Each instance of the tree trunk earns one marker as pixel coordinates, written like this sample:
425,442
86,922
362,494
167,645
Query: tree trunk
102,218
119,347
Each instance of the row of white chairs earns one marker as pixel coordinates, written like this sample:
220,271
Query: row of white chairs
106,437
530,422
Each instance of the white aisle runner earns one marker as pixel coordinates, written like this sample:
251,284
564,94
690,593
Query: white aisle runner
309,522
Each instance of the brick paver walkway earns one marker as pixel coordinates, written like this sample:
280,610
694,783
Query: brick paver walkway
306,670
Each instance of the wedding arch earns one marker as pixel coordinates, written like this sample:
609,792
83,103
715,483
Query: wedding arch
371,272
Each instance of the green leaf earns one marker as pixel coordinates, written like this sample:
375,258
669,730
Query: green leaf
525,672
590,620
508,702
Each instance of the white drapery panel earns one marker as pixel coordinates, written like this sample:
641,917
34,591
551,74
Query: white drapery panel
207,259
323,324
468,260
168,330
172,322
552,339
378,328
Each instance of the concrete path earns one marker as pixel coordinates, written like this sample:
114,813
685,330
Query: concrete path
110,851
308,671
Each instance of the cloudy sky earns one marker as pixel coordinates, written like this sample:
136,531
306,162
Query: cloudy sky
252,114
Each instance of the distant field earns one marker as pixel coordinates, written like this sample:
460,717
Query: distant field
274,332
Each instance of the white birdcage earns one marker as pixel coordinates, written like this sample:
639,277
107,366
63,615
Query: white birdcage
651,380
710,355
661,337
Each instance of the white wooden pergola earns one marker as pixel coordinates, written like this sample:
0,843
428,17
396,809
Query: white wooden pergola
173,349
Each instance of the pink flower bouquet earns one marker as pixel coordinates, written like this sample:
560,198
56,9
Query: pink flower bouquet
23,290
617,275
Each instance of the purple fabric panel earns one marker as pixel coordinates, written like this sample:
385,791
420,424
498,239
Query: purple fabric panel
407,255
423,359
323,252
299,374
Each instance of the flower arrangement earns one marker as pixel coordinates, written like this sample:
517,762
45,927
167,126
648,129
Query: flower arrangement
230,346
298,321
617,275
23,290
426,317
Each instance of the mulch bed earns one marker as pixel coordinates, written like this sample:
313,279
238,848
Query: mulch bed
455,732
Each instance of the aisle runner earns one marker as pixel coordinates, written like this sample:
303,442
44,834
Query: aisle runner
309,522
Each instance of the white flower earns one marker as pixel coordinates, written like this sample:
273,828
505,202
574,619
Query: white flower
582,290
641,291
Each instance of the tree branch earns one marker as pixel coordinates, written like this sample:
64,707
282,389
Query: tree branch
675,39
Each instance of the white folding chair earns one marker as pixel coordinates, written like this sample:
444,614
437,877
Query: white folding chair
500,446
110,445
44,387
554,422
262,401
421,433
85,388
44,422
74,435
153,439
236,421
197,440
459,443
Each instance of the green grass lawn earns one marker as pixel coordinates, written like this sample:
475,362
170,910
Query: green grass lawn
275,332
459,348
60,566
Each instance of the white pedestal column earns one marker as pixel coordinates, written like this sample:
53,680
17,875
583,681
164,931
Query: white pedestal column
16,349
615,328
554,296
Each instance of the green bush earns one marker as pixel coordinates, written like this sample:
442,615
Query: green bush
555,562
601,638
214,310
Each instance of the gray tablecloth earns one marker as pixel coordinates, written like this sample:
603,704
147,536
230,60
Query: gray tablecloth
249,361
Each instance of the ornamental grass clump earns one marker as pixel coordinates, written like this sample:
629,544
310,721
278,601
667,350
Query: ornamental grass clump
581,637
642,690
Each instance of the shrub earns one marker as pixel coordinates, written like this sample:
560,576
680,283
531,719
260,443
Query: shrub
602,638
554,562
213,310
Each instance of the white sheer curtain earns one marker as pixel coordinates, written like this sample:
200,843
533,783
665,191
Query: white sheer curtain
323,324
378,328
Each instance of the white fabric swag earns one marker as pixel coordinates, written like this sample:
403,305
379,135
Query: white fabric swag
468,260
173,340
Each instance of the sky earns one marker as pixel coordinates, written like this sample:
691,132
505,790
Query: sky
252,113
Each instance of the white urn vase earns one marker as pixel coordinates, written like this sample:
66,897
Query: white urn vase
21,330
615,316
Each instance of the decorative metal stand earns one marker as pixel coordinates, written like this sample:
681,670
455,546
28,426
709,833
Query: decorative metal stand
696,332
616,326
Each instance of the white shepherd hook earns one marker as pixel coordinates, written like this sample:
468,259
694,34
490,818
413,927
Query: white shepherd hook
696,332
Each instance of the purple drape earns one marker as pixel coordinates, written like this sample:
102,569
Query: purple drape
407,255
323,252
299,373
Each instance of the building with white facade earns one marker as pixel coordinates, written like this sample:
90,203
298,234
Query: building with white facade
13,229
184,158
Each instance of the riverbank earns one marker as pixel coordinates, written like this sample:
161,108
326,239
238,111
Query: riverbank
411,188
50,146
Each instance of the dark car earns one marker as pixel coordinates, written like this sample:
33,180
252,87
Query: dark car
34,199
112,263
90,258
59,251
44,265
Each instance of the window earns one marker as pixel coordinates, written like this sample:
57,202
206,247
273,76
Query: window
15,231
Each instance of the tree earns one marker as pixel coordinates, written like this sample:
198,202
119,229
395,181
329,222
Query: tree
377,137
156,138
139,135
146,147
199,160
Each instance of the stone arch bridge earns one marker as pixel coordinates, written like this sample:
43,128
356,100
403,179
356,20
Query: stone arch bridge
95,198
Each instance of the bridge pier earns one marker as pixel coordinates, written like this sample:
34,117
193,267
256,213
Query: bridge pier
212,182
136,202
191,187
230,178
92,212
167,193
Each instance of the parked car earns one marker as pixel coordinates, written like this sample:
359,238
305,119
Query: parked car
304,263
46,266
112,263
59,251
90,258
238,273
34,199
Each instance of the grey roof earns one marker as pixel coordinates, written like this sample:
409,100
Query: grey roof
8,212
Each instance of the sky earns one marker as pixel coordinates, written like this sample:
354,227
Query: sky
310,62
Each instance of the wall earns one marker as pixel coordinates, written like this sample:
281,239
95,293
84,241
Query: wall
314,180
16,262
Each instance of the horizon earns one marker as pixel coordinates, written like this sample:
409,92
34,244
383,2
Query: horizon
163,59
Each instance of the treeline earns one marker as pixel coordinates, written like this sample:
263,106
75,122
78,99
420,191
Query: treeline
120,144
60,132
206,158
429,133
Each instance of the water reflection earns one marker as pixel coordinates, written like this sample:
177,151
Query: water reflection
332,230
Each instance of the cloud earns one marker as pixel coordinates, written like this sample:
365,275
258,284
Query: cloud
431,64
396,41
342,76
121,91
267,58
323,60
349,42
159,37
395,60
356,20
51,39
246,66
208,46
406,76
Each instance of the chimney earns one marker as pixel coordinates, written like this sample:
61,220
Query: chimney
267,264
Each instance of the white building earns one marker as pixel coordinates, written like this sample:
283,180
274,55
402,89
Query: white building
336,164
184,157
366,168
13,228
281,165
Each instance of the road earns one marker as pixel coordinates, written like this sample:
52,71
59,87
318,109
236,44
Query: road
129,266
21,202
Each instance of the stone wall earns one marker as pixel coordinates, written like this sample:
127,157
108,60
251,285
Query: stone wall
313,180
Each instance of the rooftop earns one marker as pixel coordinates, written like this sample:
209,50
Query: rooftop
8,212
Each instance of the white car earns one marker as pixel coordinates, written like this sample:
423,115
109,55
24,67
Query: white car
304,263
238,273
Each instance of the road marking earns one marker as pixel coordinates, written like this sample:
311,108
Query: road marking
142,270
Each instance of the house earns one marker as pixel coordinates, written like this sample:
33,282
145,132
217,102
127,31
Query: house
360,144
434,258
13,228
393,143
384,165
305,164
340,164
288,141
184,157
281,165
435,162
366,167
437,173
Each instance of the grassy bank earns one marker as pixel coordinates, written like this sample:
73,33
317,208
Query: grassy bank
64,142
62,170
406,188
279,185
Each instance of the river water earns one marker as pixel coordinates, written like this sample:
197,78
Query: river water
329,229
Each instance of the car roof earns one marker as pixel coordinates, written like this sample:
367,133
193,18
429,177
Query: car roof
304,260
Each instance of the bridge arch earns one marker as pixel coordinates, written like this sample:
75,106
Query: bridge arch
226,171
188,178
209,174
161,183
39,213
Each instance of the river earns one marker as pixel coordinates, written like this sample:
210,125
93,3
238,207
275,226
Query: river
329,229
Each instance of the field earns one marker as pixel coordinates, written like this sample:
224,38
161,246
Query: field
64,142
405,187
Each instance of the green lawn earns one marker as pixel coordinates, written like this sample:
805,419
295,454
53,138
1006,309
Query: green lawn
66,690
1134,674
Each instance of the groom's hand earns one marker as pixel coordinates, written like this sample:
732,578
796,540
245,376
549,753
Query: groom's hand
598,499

^^^^^^^^^^^^^^^^

• [WHAT THIS TASK INVOLVES] The lines from the first of the entries through the line holding "Each instance of the row" are to be restated word for word, and no others.

• [REPLY]
Each instance of the tree trunk earns one marker as pixel coordinates, written like this sample:
425,442
86,922
362,494
167,645
Query: tree trunk
102,218
119,347
Each instance of the row of white chairs earns one marker as pixel coordinates, written like this sample:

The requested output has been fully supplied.